EXERCISE TASK
Give every line back verbatim, dropping all images.

** start INPUT FOR THIS TASK **

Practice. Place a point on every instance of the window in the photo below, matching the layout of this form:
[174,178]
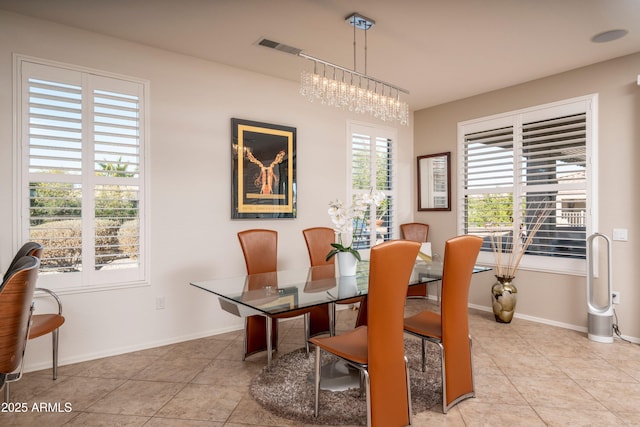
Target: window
[519,165]
[82,178]
[372,167]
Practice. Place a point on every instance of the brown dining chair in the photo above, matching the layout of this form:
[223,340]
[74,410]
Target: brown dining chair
[16,309]
[43,323]
[377,349]
[449,329]
[319,240]
[260,250]
[417,232]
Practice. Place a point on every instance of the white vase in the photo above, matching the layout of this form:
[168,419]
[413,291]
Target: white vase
[347,264]
[347,286]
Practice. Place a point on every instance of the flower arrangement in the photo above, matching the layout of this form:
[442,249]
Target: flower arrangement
[508,251]
[343,219]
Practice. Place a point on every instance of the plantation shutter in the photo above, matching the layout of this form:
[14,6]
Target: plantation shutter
[372,160]
[527,165]
[81,137]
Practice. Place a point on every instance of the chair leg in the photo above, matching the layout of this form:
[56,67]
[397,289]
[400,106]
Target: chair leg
[244,339]
[406,367]
[317,382]
[444,380]
[54,338]
[367,386]
[307,331]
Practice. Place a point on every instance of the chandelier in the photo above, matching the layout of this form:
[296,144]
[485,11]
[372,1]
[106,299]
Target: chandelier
[339,86]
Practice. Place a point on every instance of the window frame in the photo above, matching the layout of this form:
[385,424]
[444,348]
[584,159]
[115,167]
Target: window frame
[88,279]
[585,104]
[390,134]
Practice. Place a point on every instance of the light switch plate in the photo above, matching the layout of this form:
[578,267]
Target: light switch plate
[620,234]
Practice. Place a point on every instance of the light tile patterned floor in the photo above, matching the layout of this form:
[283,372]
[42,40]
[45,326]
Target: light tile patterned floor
[526,374]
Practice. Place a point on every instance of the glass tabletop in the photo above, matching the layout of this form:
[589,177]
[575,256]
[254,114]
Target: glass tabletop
[288,290]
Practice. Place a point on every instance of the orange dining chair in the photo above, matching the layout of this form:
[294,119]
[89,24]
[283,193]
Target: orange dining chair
[260,250]
[16,309]
[449,329]
[319,240]
[377,349]
[417,232]
[43,323]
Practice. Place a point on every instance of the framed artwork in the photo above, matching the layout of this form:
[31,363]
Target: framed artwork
[263,169]
[434,182]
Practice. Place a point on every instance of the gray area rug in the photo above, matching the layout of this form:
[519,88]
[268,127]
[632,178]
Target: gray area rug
[287,392]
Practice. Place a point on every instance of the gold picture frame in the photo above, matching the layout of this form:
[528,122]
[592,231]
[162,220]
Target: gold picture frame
[263,170]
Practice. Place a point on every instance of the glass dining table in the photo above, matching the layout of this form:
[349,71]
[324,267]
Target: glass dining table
[279,292]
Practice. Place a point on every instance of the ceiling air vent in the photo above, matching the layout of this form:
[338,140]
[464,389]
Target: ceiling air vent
[280,46]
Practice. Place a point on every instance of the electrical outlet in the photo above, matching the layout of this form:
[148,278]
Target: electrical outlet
[615,297]
[159,303]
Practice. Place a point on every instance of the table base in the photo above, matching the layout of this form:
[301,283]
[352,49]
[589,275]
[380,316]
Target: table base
[337,376]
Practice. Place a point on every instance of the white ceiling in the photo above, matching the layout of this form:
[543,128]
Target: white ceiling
[439,50]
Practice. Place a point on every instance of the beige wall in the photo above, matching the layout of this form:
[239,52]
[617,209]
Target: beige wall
[554,298]
[191,233]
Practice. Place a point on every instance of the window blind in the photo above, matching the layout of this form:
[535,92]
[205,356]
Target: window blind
[526,167]
[81,139]
[372,163]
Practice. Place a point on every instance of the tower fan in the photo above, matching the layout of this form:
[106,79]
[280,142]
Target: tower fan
[599,299]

** end INPUT FOR THIS TASK **

TASK ANSWER
Practice. Place a point on every instance of the window in the photo below, matching the layout of this form:
[174,178]
Target: window
[519,165]
[82,178]
[372,167]
Practice. Place a point on every instance of the brown dining chair in the photo above, matching the layout of this form:
[223,340]
[74,410]
Target: brown dining chair
[16,309]
[43,323]
[377,349]
[449,329]
[319,240]
[260,250]
[417,232]
Practice. Place a point on every instance of the white vase in the photo above, matching the layout of this form:
[168,419]
[413,291]
Target: white vase
[347,264]
[347,286]
Practice. Place a point on every instance of the flower arrangement in the photo above, matching the layout of this form:
[442,249]
Target: flower arrangement
[508,251]
[343,219]
Practice. Place a point on every instance of the plantation shutter in the photo above, matching the layout of this form:
[14,6]
Target: plantation shutter
[372,160]
[527,165]
[81,137]
Practice. Place a point on every instance of the chair leg in the photo above, matching the layout of this form:
[56,67]
[397,289]
[400,106]
Target: chair leg
[244,339]
[406,367]
[317,382]
[444,380]
[54,338]
[367,386]
[307,331]
Practice. Place a point on every instance of the chandelier in the photo above, matching the layout of this form:
[296,144]
[485,11]
[372,1]
[106,299]
Target: chandelier
[339,86]
Practice. Place a point on every instance of the window frame in the photo above, matching the layout of this form:
[385,424]
[444,348]
[584,159]
[115,167]
Target: window frame
[88,279]
[585,104]
[390,134]
Practice. Place a point on every instance of the light switch plate in the photo above, matching the layout of this form:
[578,267]
Target: light switch plate
[620,234]
Practice. Place a point on every instance of the light tile patterned floor in the photo above, matching the layout of this form:
[283,372]
[42,40]
[45,326]
Target: light tile patterned floor
[526,374]
Practice. Place a point on every instance of the glass tabletop in the photo above, matching the layout of this form:
[589,177]
[575,256]
[254,114]
Target: glass tabletop
[288,290]
Practice. Place a point on every instance of the orange dining chair in the photo above, matching the layout of this form:
[294,119]
[89,24]
[283,193]
Target: orange dining chair
[260,250]
[16,309]
[449,329]
[319,240]
[377,349]
[417,232]
[43,323]
Practice. Place a point on every instance of the framed artwork in the photo above, matching the layout of this form:
[31,363]
Target: framed artwork
[263,169]
[434,182]
Practice. Place a point on every instance of the gray area rug in the photo above, matching the layout of this form:
[519,88]
[268,127]
[632,178]
Target: gray area rug
[287,392]
Practice. Place a point on every instance of the gold picture frame in the photo above, matching the layout of this form:
[528,122]
[592,231]
[162,220]
Target: gold picture frame
[263,170]
Practice. Place a point on every instance of the glass dining table in the photo above, matching the layout of this form:
[349,71]
[324,267]
Target: glass dining table
[279,292]
Practice. Place a point on every instance of the ceiling air vent in the photo above, matching the layout of this form:
[338,140]
[464,389]
Target: ceiling air vent
[280,46]
Practice. Place a point on every instance of the electrical outlet in the photo above, matching the layout of this form:
[148,278]
Target: electrical outlet
[615,297]
[159,303]
Practice. Place a point on every instance of the table base in the photo above, matching the layout of this form:
[301,283]
[352,49]
[589,275]
[380,316]
Target: table base
[337,376]
Practice. Place a point on every instance of the white ceiling in the photo above, matching the layout of this form:
[543,128]
Target: white ceiling
[439,50]
Practice. Place a point on every instance of the beige wall in the photo above, matching the layout of this form:
[239,52]
[617,209]
Target: beige wall
[554,298]
[191,233]
Practice. Place a point on every instance of the window blind in the photo above, matching the layout of this form:
[535,92]
[205,356]
Target: window blind
[526,167]
[81,139]
[372,163]
Practice. Place a point on every instance of the tower fan in the photo above, matching the layout of this form:
[106,79]
[280,142]
Target: tower fan
[599,299]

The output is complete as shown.